-- Extract to read --
For a frequency distribution with frequencies f and values y
this gives (in expressions which I am sure can be written
more simply)
the mean as f m. y
deviations from the mean y - f m. y
the mean squared deviation f m. *: y - f m. y
In doing calculations with density functions the weighted mean
is always required to find statistics of the distribution, and
if there is any transformation of the variable then that also
requires use of a weighted mean calculation to find parameters of
the transformed distribution. Since variable transformation is
often required the function proves very useful in numerical studies.
The expectation of a function g of y under a density p y
becomes just (p y) m. g y or better (p m. g) y
Using an obvious notation, the two commonest price index
numbers become
laspeyres (p0*q0) m. p1%p0
paasche (p0*q1) m. p1%p0
In the Dictionary, the concept of using the left argument for
the degrees of freedom is introduced. The degrees of freedom
are generally only important in second moment calculations
with unweighted data. It seems to me that is giving a special
case unwarranted importance. The degrees of freedom are
simply corrected for using a multiplier. In the simplest case
it is just (#%(_1&+&#)) y , but a whole range of other cases
are equally simply dealt with.
I note that Table 1 uses moment as the description of the
dyadic case of m. If that represents an earlier (or later
idea) it again seems to me inappropriate. The moments are
highly specialised means and best dealt with using the mean of
some transformation of the variable, e.g. in the monadic case
m. (y - m. y)^4
with the dyadic case
f m. ( y - f m. y)^4
n.
I would define n. to be consistent with m. Hence the
monadic case would be with divisor #y, and the dyadic case
would give normalised deviations from a weighted mean. Again
if there is a need to adjust degrees of freedom for a
particular case I would prefer to see a multiplier used since
in many cases items have non-integer weights. Alternatively,
a similar procedure could be adopted as with the fit
conjunction, this time however using a degrees of freedom
conjunction. That solution could give I believe the features
you want with the added flexibility and power permitted by
generalising to weighted means. The DF conjunction would then
only be needed in cases where the data were individual
observations and the adjustment was required for a particular
statistic or calculation.
The dictionary definition of the dyadic case seems to me to
give an expression almost never used since apart from squared
deviations we seldom use a mean with divisor less than #y.

-- Dataset content --

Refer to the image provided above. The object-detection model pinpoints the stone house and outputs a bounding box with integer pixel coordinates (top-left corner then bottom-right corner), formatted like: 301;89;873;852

-- Work to complete --
(1) Answer these from the passage on weighted means:
(a) What expression does it give for the Paasche price index?
(b) What divisor does it propose for the monadic case of n.?
(c) What expression does it give for the degrees-of-freedom multiplier in the simplest case?
(2) Extend the passage on weighted means from its final sentence, keeping its subject and technical voice.

-- Responses in order --
(1)
(a) (p0*q1) m. p1%p0
(b) #y
(c) (#%(_1&+&#)) y

(2)
In the squared deviations case when it is used it is not then
common to normalise the squared values in any calculations I
have had occasion to use.
s.
I believe a case can be made here for two functions. The
first would give a measure of spread for the variables
considered individually, and be defined across arbitrary arrays.
For that I would prefer either the sum of squared deviations or
the mean squared deviation on the grounds noted below.
The second is a function which generates information about the
covariation of the variables in each item of the data object.
If there is to be just one function, I would favour this, in
view of the importance of many areas of multi-variate analysis.
The standard deviation is a useful measure but very
specialised to the univariate case. Further the standard
deviation is not an additive measure like the variance (using
it now with divisor #y) and the sum of squares. Variances
can be simply combined, using the m. function above. (For a
population the variance is just the weighted mean of the
variances if the populations consists of subsets with
different variances.) The standard deviation needs to be
squared before it can be combined. As soon as you move to
multivariate statistics it is the covariance matrix which is
the basic tool, not the correlation matrix or the variable
standard deviations. In multivariate analyses it has been my
experience that the speed of formation of a cross product
matrix X'X is crucial. This is so important that it deserves
to be a special function and programmed for speed of execution.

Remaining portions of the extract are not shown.